**YOUR OBJECTIVE:** Throughout the listing that follows, find each line with the word "dappled" and copy it.

**DATA RECORDS:**
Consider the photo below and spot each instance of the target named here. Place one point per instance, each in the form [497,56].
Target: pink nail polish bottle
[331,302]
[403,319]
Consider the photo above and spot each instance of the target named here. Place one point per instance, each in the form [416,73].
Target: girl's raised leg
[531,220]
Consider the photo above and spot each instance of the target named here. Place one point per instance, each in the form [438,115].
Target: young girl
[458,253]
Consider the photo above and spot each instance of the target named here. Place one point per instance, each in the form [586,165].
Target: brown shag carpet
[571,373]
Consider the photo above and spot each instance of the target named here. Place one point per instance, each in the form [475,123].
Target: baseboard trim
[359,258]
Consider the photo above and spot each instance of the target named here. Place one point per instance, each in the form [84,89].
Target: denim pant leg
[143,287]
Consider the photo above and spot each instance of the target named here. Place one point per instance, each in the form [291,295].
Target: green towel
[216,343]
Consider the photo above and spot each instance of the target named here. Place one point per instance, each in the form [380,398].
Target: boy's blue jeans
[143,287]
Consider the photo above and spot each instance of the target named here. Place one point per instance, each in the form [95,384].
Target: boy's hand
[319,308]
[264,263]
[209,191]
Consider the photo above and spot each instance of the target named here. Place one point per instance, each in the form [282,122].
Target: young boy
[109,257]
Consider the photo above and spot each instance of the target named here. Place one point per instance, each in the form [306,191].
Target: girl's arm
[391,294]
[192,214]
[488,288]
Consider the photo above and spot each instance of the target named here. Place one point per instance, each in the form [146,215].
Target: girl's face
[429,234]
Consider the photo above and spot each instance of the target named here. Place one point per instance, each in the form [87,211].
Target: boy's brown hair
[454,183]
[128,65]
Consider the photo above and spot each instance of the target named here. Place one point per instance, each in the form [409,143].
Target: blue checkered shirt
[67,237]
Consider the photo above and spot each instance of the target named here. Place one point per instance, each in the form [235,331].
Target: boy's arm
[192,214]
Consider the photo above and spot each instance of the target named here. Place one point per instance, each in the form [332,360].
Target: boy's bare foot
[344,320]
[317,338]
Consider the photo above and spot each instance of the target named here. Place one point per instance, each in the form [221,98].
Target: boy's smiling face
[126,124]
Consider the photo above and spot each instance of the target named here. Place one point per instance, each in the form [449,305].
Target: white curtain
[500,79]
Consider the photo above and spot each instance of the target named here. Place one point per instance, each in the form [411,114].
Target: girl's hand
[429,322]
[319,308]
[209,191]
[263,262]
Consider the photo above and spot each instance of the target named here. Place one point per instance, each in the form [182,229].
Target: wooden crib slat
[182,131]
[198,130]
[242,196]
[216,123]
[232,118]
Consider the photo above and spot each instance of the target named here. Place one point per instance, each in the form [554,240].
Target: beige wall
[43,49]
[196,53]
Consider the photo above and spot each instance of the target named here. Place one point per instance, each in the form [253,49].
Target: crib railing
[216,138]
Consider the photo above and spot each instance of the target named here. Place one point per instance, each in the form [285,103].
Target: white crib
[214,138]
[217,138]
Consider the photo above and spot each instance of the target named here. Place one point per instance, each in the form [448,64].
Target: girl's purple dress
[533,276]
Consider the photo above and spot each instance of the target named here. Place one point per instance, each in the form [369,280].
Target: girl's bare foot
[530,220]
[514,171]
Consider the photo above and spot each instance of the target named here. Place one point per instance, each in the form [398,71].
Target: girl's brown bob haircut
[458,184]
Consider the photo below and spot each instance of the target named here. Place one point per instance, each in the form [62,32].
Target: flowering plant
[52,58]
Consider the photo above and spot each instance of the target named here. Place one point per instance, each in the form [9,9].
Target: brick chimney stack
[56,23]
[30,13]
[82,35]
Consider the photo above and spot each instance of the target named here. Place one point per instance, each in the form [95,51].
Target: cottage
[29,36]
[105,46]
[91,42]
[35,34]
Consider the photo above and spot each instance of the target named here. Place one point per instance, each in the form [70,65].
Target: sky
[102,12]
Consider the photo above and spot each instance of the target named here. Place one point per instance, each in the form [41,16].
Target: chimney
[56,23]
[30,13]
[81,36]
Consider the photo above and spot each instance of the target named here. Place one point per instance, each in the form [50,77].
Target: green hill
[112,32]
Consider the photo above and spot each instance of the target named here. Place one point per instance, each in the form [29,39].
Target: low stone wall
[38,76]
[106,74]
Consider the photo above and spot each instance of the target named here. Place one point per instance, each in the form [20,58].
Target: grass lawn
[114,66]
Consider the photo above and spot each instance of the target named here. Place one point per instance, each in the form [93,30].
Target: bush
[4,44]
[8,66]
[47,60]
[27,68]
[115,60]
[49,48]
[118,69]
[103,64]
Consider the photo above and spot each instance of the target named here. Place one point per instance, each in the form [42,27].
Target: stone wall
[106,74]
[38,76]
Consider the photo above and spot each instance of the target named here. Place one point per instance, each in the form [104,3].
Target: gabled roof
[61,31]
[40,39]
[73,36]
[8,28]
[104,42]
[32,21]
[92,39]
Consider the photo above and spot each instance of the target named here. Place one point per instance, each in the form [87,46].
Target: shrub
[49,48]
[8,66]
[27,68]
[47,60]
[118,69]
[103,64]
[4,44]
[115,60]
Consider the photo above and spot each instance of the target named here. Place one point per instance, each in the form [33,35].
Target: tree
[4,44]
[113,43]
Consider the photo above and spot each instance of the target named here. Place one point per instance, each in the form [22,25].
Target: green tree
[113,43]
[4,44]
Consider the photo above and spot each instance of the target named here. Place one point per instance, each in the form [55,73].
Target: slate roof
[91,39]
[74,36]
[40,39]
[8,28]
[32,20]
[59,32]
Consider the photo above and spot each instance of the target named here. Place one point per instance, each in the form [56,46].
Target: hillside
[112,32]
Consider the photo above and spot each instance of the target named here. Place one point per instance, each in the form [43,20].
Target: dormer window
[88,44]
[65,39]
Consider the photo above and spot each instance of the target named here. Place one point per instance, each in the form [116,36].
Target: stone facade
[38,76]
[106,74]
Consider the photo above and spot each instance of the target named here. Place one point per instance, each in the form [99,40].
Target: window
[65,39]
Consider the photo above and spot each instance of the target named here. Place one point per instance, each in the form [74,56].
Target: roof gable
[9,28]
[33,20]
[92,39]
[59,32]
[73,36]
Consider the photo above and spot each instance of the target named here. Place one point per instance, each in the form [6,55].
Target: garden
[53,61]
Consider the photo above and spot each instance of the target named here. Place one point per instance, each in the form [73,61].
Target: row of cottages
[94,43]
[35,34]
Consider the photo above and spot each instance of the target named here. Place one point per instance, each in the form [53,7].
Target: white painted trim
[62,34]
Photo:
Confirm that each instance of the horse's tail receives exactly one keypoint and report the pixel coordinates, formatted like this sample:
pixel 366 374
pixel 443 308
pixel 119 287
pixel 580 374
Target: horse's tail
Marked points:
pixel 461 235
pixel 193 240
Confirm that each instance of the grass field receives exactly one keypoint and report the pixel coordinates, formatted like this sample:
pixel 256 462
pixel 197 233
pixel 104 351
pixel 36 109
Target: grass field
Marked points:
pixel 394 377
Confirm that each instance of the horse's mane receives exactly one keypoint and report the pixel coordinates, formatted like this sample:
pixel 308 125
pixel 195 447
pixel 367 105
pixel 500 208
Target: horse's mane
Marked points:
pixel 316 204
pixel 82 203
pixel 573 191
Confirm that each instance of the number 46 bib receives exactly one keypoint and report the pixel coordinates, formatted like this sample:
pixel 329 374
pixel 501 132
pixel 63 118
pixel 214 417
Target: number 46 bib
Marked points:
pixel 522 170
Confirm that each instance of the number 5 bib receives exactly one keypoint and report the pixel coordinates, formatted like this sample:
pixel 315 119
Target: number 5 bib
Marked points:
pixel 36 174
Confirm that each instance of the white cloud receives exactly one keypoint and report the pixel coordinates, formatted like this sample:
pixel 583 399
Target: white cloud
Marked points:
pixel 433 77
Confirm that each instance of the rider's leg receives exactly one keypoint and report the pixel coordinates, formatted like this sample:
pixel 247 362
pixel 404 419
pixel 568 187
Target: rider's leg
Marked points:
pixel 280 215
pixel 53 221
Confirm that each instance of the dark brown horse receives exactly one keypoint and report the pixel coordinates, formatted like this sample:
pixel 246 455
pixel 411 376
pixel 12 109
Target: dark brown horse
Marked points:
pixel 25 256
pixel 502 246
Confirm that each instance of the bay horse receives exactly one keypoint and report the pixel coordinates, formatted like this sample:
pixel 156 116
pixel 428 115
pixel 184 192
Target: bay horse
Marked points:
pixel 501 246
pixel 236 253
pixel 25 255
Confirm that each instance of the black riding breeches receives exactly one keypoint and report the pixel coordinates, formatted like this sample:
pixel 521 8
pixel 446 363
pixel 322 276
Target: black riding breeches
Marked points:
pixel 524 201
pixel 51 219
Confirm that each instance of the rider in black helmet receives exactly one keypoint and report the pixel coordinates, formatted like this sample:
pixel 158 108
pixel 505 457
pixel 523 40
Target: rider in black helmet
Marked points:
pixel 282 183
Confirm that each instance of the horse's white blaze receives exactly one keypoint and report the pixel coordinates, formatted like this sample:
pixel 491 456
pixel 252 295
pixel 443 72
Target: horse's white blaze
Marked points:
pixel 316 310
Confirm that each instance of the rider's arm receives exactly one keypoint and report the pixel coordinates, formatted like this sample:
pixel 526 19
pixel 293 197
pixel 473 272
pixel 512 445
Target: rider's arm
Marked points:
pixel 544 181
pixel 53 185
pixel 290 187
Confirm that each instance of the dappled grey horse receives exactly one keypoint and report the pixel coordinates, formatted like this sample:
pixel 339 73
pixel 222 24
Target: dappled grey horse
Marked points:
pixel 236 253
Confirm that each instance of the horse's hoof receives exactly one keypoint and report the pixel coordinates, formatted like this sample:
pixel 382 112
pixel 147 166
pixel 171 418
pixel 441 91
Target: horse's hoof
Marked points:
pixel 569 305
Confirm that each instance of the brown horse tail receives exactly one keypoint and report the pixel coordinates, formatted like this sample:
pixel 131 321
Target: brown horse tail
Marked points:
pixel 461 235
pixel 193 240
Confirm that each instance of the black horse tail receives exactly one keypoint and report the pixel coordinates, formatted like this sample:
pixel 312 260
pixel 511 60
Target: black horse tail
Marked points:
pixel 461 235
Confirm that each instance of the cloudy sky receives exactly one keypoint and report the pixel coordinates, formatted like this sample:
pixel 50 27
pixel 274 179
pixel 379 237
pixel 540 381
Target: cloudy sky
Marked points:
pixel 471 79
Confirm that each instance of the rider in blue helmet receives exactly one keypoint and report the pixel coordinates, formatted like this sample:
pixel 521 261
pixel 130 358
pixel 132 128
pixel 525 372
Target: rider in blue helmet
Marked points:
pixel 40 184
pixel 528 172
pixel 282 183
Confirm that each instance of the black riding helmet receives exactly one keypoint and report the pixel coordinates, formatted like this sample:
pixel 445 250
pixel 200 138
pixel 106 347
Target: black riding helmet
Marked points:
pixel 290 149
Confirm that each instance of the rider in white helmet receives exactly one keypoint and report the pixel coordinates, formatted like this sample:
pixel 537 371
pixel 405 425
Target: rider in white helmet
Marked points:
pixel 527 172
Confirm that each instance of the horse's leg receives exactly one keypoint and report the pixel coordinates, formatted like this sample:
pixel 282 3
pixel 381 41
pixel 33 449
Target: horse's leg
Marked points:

**RESPONSE AREA:**
Confirm that each instance of the dappled grey horse receives exactly one keypoint and report the pixel coordinates, formatted like this sample:
Target: dappled grey horse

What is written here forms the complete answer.